Given request:
Translate this sentence from the thread on Hamas and the war on Gaza into Spanish: "The problem for Israel is that it is now fighting its longest war since 1949, and a repetition of Defensive Shield appears increasingly unattainable."

Document passage:
══════════
THREAD: My comments to the Annual Palestine Forum in Doha earlier today: I’ve been asked to speak on the topic of “Hamas in the Aftermath of the War on Gaza”. It’s a topic that makes a number of assumptions: that this war will have a defined ending and aftermath;
that there will still be a Gaza Strip; and that the Islamic Resistance Movement, Hamas, will continue to exist within it.
To take the first of these assumptions, already in October 2023 Nathan Brown, writing for the Carnegie Middle East Center, made the argument that this war is unlikely to end in the manner that armed conflicts between states usually end,
with either a formal agreement to end hostilities or the surrender of one party to the other. I would also add that it is unlikely to end in the manner that previous Israeli assaults on the Gaza Strip have ended,
with an indefinite ceasefire mediated by third parties, in this case Qatar and Egypt.
I think Israel’s model for its current campaign is Operation Defensive Shield, which it conducted in the West Bank in 2002 at the height of the Al-Aqsa Intifada: namely, to break the back of Palestinian governance and of Palestinian armed movements,
and then conduct a war of attrition, in coordination with a new and pliant Palestinian leadership, to further fragment the Palestinian resistance and reduce it to a nuisance that is constantly on the defensive rather than a capable threat.
The problem for Israel is that it is now fighting its longest war since 1949, and a repetition of Defensive Shield appears increasingly unattainable. While the Israeli military remains an effective and efficient killing machine,
and is second to none when it comes to slaughtering defenceless civilians with air power and long-range artillery, it has demonstrated itself to be a mediocre fighting force, particularly in ground operations and close quarter combat.
In such circumstances it is less able to deploy its overwhelming advantage in firepower and technology.
Until recently it had been my view that Israel remains capable of achieving a clear outcome, but was unprepared to pay the price in Israeli military casualties, in economic losses, and in regional – and potentially international – repercussions.
I’ve now come to the conclusion that for this Israeli military, victory is unattainable, full stop. The best it can hope for is a reality akin to that in southern Lebanon during the 1990s, or the six northern counties of Ireland under British rule.
Occupation without control, and attrition. And as in Ireland, attrition will not be limited to the territory in question. Insurgency will continue in the West Bank, where Israel has despite a years-long campaign failed to pacify much weaker and fragmented adversaries.
Rebellion may also once again encompass Israel. The possibility that Palestine’s regional allies will continue their armed campaigns until Israel ends its aggression should also not be discounted.
══════════
Dataset rows showing where objects appear
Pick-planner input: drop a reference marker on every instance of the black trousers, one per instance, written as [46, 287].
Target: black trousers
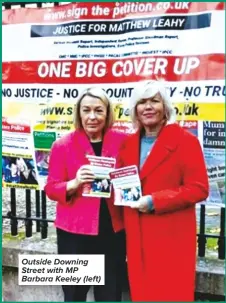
[112, 245]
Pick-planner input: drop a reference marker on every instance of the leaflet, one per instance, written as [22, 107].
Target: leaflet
[127, 186]
[101, 186]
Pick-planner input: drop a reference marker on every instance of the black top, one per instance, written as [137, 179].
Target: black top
[105, 224]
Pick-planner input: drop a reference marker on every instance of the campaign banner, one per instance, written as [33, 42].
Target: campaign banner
[18, 165]
[50, 55]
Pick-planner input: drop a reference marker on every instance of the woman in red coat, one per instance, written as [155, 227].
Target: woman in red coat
[161, 229]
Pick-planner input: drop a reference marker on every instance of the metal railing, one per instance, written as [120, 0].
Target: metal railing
[41, 219]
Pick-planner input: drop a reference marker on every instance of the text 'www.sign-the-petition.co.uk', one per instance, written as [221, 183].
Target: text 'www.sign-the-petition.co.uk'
[61, 270]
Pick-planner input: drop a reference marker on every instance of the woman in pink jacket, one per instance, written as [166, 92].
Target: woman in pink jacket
[87, 225]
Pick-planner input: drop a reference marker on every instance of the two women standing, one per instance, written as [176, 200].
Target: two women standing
[161, 229]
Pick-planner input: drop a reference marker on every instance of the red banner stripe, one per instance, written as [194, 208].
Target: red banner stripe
[204, 67]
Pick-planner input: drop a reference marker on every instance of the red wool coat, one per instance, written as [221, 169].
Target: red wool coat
[161, 247]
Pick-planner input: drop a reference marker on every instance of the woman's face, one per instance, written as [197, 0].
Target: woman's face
[93, 114]
[151, 112]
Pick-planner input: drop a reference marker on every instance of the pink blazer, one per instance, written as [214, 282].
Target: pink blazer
[80, 215]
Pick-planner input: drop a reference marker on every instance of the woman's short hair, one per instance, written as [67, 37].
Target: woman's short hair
[149, 90]
[100, 94]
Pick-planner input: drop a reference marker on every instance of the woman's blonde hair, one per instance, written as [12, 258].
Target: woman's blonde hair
[100, 94]
[149, 90]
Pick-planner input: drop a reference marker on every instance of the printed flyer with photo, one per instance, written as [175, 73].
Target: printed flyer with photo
[18, 165]
[101, 186]
[127, 186]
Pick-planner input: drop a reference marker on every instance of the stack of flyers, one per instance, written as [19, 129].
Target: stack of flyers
[127, 186]
[101, 186]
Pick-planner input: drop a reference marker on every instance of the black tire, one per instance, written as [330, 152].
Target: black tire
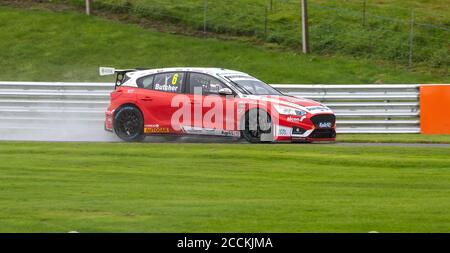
[129, 124]
[253, 133]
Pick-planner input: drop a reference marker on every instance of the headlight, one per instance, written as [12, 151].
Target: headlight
[288, 110]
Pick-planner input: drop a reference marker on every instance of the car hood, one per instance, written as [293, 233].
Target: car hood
[307, 105]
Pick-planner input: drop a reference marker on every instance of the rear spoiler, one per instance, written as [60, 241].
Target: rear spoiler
[120, 73]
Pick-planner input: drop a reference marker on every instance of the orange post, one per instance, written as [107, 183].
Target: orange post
[435, 109]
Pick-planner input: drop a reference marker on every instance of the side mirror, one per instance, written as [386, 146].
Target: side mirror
[225, 91]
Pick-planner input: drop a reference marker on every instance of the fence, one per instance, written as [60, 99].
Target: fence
[28, 108]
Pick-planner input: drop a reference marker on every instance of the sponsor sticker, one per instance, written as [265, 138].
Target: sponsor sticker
[156, 130]
[325, 124]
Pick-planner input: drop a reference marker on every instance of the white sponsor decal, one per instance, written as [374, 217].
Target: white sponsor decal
[295, 119]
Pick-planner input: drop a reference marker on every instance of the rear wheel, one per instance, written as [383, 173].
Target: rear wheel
[258, 126]
[129, 124]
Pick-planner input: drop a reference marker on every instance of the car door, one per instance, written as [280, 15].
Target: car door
[155, 96]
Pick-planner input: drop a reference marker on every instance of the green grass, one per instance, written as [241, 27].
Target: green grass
[394, 138]
[66, 46]
[335, 26]
[91, 187]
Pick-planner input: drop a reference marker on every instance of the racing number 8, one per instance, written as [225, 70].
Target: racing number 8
[175, 79]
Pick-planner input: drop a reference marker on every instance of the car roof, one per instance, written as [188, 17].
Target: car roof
[210, 71]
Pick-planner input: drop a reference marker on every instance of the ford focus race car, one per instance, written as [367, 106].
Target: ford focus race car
[211, 101]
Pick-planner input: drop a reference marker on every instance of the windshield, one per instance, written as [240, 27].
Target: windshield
[253, 86]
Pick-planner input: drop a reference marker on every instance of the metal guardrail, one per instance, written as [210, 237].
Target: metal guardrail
[30, 106]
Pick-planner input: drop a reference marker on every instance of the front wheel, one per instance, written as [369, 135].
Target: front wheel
[129, 124]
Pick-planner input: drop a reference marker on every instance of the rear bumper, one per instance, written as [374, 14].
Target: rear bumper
[109, 121]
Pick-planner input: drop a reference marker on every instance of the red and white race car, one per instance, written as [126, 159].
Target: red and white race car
══════════
The completed task:
El problema para Israel es que ahora está librando su guerra más larga desde 1949, y una repetición de Escudo Defensivo parece cada vez más inalcanzable.